* Goal:
Rewrite every line below with "evaluation set" renamed to "test set", changing nothing else and omitting the pictures.

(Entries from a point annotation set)
"""
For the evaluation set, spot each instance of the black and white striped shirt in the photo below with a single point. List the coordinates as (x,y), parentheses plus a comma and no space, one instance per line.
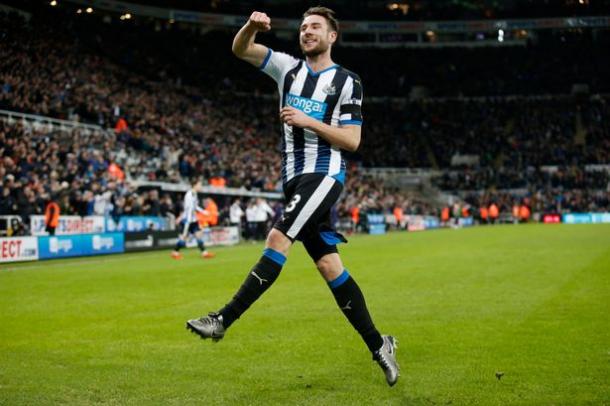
(333,96)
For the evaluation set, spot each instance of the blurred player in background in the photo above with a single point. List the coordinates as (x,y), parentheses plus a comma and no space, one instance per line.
(189,223)
(320,110)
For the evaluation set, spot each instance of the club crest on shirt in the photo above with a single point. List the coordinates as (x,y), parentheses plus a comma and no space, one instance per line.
(329,89)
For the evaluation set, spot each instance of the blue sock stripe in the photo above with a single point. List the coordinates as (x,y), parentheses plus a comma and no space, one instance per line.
(275,256)
(340,280)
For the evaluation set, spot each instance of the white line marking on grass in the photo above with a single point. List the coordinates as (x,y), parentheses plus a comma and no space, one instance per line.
(67,262)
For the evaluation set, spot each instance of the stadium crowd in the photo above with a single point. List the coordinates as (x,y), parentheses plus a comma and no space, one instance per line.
(174,118)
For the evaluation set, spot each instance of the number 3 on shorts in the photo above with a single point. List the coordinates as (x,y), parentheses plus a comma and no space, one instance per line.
(293,203)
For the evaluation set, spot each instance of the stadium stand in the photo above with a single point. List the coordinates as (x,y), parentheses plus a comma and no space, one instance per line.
(180,106)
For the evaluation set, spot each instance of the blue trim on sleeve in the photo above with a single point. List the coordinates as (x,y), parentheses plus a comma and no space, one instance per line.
(353,122)
(340,280)
(275,256)
(340,177)
(312,73)
(267,57)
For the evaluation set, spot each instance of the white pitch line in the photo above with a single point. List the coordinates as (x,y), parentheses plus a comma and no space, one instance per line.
(98,260)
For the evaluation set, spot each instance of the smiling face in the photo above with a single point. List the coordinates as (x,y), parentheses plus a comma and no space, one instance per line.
(316,37)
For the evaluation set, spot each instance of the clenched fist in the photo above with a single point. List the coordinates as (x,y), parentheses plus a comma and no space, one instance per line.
(260,21)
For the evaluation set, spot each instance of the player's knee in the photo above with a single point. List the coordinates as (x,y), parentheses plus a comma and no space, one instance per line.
(330,266)
(278,241)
"""
* Written answer:
For the test set, spot each instance of the black and white striped shirt in the photo below with a single point. List the coordinates as (x,y), parentheses plus a comma and no space, one instance per line.
(333,96)
For the test set, spot each instance of the blurred player in background in the photo above with a single point. List the coordinates as (x,y), parentheses plus a comma and no space, one instance per line.
(189,223)
(320,110)
For the test set, spot each instance of the club crest on shirt in the photo above with a single point. List the coordinates as (x,y), parentheses plus a comma and no space, one instance per line.
(329,89)
For the test set, spot each instance of the blue sock stripe in the photo above with a single point. List the coordinates as (x,y), parentheses plus a comma and no space, one instance per line.
(275,256)
(340,280)
For the test set, spot each instance of the white line marking on grass in the photo above with a single point. List the coordinates as (x,y), parentheses plus a comma and no space, one instance per line.
(67,262)
For the test set, spot each instance of the stadium crowd in the photo above with a single point. List the coordinates as (x,y), parentheses plus a comma and no space, one instance per line.
(174,118)
For the test set, spot each instance of the number 3 on shorts in the photo above with a single point. List the coordinates as (x,y), parentheses plus a comma and no space, one instance per line.
(293,203)
For the test set, spot each instance of the stadium stand in the photo above with a single point. List the coordinates as (x,y), parentheses plus a comma and no space, one instance per line.
(180,106)
For the test set, spot each instance of the blue trim on sleeve in the photo above with a single point. List the coordinates as (x,y), parentheses plus a comma and no space, one instance per line.
(353,122)
(340,280)
(275,256)
(340,177)
(312,73)
(267,57)
For the test set, spot each instance of the white pitch line in the photo above with a single point. List the coordinates as (x,y), parentheses plus a comma and no space, one instance per line.
(98,260)
For the test set, spot each instance of the smiling face in the photo above with a single point. List the coordinates as (x,y), parentheses plus a comma and no space, one instance per line.
(316,37)
For the test set, spot each instance of the clenched fist in the photo above with a single point. List the coordinates as (x,y), parentheses plus a comma and no space, one instance per line.
(260,21)
For the test set, spot each instance of the player's knee in the photo above with a single point. List the coordinates as (x,y), parentheses plus a comma and no space, one instance per line.
(330,266)
(278,241)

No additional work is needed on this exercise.